(Data extracted from a collection)

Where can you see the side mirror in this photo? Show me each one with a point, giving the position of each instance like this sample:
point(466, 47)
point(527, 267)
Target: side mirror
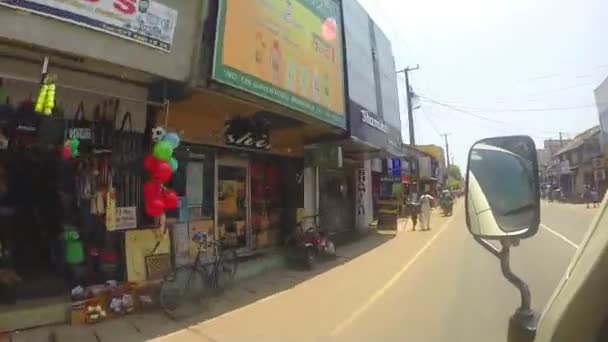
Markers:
point(502, 188)
point(503, 203)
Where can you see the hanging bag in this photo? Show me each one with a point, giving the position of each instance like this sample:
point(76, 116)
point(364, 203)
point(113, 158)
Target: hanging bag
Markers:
point(26, 123)
point(51, 129)
point(105, 119)
point(81, 128)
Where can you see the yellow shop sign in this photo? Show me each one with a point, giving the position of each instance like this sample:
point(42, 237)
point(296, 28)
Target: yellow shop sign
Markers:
point(289, 52)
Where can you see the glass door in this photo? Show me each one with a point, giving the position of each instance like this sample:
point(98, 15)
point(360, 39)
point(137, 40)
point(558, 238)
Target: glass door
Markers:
point(233, 202)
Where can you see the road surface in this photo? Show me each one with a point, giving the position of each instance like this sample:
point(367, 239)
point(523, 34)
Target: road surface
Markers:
point(420, 286)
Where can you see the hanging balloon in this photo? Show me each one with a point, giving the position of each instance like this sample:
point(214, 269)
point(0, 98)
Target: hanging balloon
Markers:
point(172, 138)
point(155, 207)
point(171, 200)
point(66, 152)
point(163, 171)
point(150, 163)
point(163, 150)
point(152, 190)
point(75, 143)
point(174, 164)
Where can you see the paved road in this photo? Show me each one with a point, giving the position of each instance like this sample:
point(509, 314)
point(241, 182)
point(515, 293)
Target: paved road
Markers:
point(430, 286)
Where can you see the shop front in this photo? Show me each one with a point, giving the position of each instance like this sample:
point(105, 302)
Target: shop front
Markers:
point(74, 129)
point(69, 157)
point(267, 96)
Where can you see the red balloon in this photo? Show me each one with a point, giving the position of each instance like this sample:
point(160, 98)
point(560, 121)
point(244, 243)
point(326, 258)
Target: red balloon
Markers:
point(163, 171)
point(150, 163)
point(171, 200)
point(152, 190)
point(155, 207)
point(66, 153)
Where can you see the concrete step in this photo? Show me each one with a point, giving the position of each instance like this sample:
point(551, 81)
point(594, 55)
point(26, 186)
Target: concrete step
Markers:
point(34, 313)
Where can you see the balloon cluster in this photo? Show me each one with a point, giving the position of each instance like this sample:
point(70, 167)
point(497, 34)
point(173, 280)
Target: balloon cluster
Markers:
point(46, 97)
point(70, 149)
point(161, 166)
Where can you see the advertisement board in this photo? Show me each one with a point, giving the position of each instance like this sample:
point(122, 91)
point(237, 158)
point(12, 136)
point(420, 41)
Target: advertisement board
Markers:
point(142, 21)
point(288, 52)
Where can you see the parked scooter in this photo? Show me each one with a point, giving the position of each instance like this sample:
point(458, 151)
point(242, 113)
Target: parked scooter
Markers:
point(306, 246)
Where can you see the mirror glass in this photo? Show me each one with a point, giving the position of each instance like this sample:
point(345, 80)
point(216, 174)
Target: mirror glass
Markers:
point(502, 196)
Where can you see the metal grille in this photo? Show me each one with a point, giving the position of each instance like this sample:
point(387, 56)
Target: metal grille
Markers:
point(157, 266)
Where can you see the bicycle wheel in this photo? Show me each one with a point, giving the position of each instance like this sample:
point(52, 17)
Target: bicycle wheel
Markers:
point(225, 270)
point(185, 285)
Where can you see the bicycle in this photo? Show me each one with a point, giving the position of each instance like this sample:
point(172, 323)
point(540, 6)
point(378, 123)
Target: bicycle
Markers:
point(189, 282)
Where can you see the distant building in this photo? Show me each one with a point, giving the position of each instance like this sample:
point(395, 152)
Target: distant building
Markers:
point(580, 163)
point(601, 102)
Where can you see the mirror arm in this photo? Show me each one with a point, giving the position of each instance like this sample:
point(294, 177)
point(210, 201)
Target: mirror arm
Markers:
point(488, 246)
point(505, 267)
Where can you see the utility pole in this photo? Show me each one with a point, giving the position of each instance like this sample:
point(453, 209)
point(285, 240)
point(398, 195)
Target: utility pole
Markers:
point(447, 148)
point(410, 120)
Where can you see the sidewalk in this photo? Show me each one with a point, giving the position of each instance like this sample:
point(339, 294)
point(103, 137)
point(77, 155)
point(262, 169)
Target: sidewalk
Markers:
point(145, 326)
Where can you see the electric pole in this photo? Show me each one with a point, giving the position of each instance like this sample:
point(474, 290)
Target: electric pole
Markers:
point(447, 148)
point(410, 120)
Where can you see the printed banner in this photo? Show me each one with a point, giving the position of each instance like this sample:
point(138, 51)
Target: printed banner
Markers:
point(289, 52)
point(143, 21)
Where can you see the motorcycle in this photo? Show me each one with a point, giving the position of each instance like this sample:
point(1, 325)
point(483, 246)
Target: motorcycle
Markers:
point(308, 246)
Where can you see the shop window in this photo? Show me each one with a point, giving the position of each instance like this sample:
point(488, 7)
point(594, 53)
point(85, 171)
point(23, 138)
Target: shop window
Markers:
point(267, 203)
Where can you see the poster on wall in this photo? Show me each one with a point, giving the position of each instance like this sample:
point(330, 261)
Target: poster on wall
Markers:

Exercise directions :: Without the pictures, copy the material exactly as given.

Solution to the problem ::
Where can you see the side mirror in this photo? Show me each one with a point, giving the position of each instance like this sample:
point(466, 47)
point(527, 267)
Target: side mirror
Markers:
point(502, 188)
point(503, 203)
Where can you see the hanging bag in this photo? Show me each one with a point, giving the position of each instance like this sample:
point(76, 116)
point(364, 203)
point(113, 158)
Target: hanging bag
Markers:
point(26, 123)
point(51, 129)
point(105, 119)
point(81, 128)
Where can you see the yellow shop sign in this photo? Show me each one with a point, giving the position of each instance like this sample:
point(42, 237)
point(296, 28)
Target: yellow shop sign
Markers:
point(289, 52)
Where can you see the glass door in this photo? Show me each one with a point, giving the position of each instance like this sample:
point(98, 15)
point(360, 39)
point(137, 40)
point(558, 238)
Target: glass door
Markers:
point(233, 202)
Where can you see the road surface in this photo? Show me each one with a point, giving the position of each instance like this sample:
point(367, 239)
point(523, 34)
Target: road surface
Markers:
point(420, 286)
Where can you see the hanging balloon in this photo? Show me each one with a point, giving the position of each instance like this sample:
point(214, 269)
point(0, 98)
Target: hanging balloon
Markers:
point(172, 138)
point(155, 207)
point(171, 200)
point(66, 152)
point(163, 171)
point(150, 163)
point(163, 150)
point(152, 190)
point(75, 143)
point(174, 164)
Where can you see the paved road in this photo? Show me each one with a point, giving the position of each instance like this sample:
point(509, 314)
point(241, 182)
point(515, 293)
Target: paved road
Markers:
point(430, 286)
Where can you see the shop front in this photo? Show me each one with a point, giving the position of each instance like this sample:
point(105, 302)
Target: shop front
Markers:
point(74, 129)
point(69, 157)
point(267, 96)
Where can you see the red balloon in this photo? Show me each one with a point, giving the position of each instance like this sample:
point(160, 98)
point(560, 121)
point(244, 243)
point(326, 258)
Target: red balloon
Markers:
point(163, 171)
point(150, 163)
point(171, 200)
point(152, 190)
point(155, 207)
point(66, 153)
Where can you see the concrete step in this photo? Show me each one with a point, giving the position of each instance like this sample:
point(551, 81)
point(594, 55)
point(26, 186)
Target: concrete step
Markers:
point(34, 313)
Where can you see the balloon cluster in this photo? Show me each one with a point, giving the position of each instance like this sample:
point(70, 167)
point(497, 34)
point(173, 280)
Target: balloon cluster
Markers:
point(46, 97)
point(70, 149)
point(161, 166)
Where can you see the advertisement board in this photo? Show me each one with a point, giving the position of each instance like this sample:
point(122, 91)
point(237, 158)
point(12, 136)
point(420, 41)
Target: advertisement board
Markers:
point(142, 21)
point(288, 52)
Where can you see the parked scooter in this photo? Show me each one with a point, giving the position of each instance like this sample:
point(458, 151)
point(242, 113)
Target: parked scooter
Markers:
point(306, 246)
Where can you see the mirror glass in this photo? Show me each one with a point, giving the position of each instance like this sample:
point(345, 80)
point(216, 174)
Target: mirror glass
Markers:
point(502, 196)
Where can you see the metal grille in this photo? Show me each one with a point, giving the position of each instance like this sample:
point(387, 56)
Target: metal grille
Markers:
point(157, 266)
Where can you see the bicycle wheel in this photo? Show me each one with a point, giving the position of each instance like this sample:
point(52, 17)
Target: bicycle wheel
Markers:
point(225, 270)
point(185, 285)
Where can you see the bicycle in this photo? Show me each one with a point, giving the position of each instance like this sample:
point(172, 323)
point(540, 6)
point(378, 123)
Target: bicycle
Markers:
point(189, 282)
Where can you see the distant building in this photo? Show me each one with a point, giving the position of each instance like this sample:
point(395, 152)
Target: distant building
Markers:
point(580, 163)
point(601, 102)
Where can you see the mirror arm in this photo? Show me each one with a point, giving the position of each instance like this sample:
point(294, 177)
point(210, 201)
Target: mirror arm
Markers:
point(488, 246)
point(505, 267)
Where can you see the utility pole in this photo? Show me each one with a point, giving the position of each instance like this sample:
point(453, 209)
point(285, 240)
point(398, 195)
Target: utility pole
Markers:
point(447, 148)
point(410, 120)
Where can you see the sidewalk in this photo? Show me each one with a point, giving the position of each instance like this sample:
point(339, 294)
point(103, 137)
point(77, 155)
point(262, 169)
Target: sidewalk
Markers:
point(145, 326)
Where can you see the electric pole in this photo? Show me each one with a point, giving the position of each instance like this sample:
point(474, 290)
Target: electric pole
Markers:
point(447, 148)
point(410, 120)
Where can you see the printed banner in this photo? Show me each one with a point, giving the position of each instance like this sample:
point(138, 51)
Target: printed banner
Markers:
point(289, 52)
point(143, 21)
Where can you see the motorcycle in this photo? Show me each one with a point, giving the position of each instance like this sample:
point(1, 325)
point(483, 246)
Target: motorcycle
Markers:
point(308, 246)
Where can you see the shop window in this photo? Show me each one with a point, giving the position of each instance like this sample:
point(488, 7)
point(594, 53)
point(85, 171)
point(23, 138)
Target: shop window
Markers:
point(267, 203)
Where can you see the poster on wall in this photo? Show me each one with a point, giving the position of each instance like this sample:
point(330, 261)
Target: poster on wall
Markers:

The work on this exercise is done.